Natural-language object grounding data
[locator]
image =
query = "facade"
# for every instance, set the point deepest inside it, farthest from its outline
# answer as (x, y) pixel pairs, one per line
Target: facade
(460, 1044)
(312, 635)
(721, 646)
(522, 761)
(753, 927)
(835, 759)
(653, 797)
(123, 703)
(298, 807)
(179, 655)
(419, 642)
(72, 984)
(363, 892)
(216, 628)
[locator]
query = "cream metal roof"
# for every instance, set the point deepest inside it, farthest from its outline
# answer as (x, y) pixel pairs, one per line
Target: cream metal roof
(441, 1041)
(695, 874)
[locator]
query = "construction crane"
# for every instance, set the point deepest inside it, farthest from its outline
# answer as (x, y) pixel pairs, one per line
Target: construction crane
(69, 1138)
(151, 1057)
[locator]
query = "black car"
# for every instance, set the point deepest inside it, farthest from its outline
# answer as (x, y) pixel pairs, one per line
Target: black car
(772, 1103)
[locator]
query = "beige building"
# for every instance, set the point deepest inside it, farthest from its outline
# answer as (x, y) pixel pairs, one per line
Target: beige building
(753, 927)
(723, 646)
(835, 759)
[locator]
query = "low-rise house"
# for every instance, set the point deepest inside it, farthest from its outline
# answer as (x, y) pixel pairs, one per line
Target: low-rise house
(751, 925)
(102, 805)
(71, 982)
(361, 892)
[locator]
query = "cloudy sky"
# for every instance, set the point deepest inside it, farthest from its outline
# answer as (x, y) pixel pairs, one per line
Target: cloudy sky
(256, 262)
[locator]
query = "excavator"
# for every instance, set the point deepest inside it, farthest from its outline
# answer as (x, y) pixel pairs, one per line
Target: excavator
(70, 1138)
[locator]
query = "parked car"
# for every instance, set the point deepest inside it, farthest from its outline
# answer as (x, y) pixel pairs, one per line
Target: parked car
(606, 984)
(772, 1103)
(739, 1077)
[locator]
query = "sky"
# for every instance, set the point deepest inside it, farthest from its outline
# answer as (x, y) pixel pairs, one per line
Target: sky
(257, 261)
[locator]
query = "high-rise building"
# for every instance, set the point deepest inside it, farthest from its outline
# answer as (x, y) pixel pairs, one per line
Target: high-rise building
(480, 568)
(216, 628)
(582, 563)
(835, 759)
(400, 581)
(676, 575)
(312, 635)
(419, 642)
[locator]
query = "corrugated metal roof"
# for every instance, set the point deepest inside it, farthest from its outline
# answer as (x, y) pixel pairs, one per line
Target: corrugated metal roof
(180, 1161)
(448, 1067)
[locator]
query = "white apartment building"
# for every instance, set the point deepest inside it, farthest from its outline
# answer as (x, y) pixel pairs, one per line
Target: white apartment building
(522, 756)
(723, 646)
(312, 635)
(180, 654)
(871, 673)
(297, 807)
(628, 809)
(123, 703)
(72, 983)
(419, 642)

Assignment:
Each record, from first to last, should be returned verbatim.

Response:
[locator]
image =
query = "facade"
# for every instance, set the point deepest inside it, farthest from its outline
# answer as (x, y) pixel pairs, one per line
Target: facade
(460, 1044)
(312, 635)
(721, 646)
(522, 761)
(753, 927)
(835, 759)
(653, 797)
(123, 703)
(298, 807)
(179, 655)
(419, 642)
(72, 984)
(363, 892)
(216, 628)
[locator]
query = "cream metal roof"
# for every instance, set the point deepest inside it, farthest from its outline
# answer as (x, y) pixel pairs, one per line
Target: cream metal roof
(441, 1041)
(695, 874)
[locator]
query = "construction crane"
# for every instance, set the point deepest inside it, farthest from its outline
# answer as (x, y) pixel pairs, one per line
Target: construction crane
(69, 1138)
(151, 1057)
[locator]
query = "black car"
# for every instance, set the point deepest inside it, farthest from its outline
# answer as (x, y) pixel pairs, one per line
Target: black car
(772, 1103)
[locator]
query = "beige building"
# for every instance, set the point deepest inside it, farthest from its outline
# answer as (x, y) pixel pairs, one per line
Target: beige building
(753, 927)
(723, 646)
(835, 759)
[locator]
query = "low-rise house"
# for every instance, set the point deepest inside it, farthest from its outline
# answer as (x, y) pixel pairs, one per line
Target: low-rise house
(751, 925)
(102, 805)
(71, 982)
(361, 892)
[locator]
query = "cloudy sky"
# for every instance, set the point deepest inside it, farthest from its outline
# answer as (x, y) pixel pairs, one per line
Target: cloudy sky
(256, 262)
[locator]
query = "excavator"
# for every instance, set the point deepest inside it, farthest from its outline
# answer as (x, y) pixel pairs, one per line
Target: excavator
(70, 1138)
[locator]
query = "parked car"
# for every instance, set the point deepest inside it, farthest from its outline
# answer as (x, y) pixel pairs, one per line
Target: parked car
(606, 984)
(772, 1103)
(739, 1077)
[locator]
query = "sky"
# for every instance, set the point deepest inside it, farthest from its outline
# answer as (x, y) pixel pairs, one per line
Target: sky
(257, 261)
[locator]
query = "high-rise building"
# for every instance, set the point deepest inside it, farthest from its outline
# answer as (x, y) pixel pairs, one per line
Target: high-rise building
(480, 568)
(216, 628)
(582, 563)
(835, 759)
(400, 581)
(676, 575)
(312, 635)
(419, 642)
[locator]
query = "corrugated metal roof"
# for every instance, set the point deepest inside it, farthest from its outline
# answer as (x, y) pixel pairs, one per line
Target: corrugated metal roof
(180, 1161)
(448, 1067)
[locator]
query = "white apartment building"
# for every instance, set the point deepest inside it, farthest from its outline
# answer as (x, y) pixel pairs, one per line
Target: white apartment building
(522, 756)
(723, 646)
(312, 635)
(180, 654)
(871, 673)
(297, 807)
(628, 809)
(123, 703)
(72, 983)
(419, 642)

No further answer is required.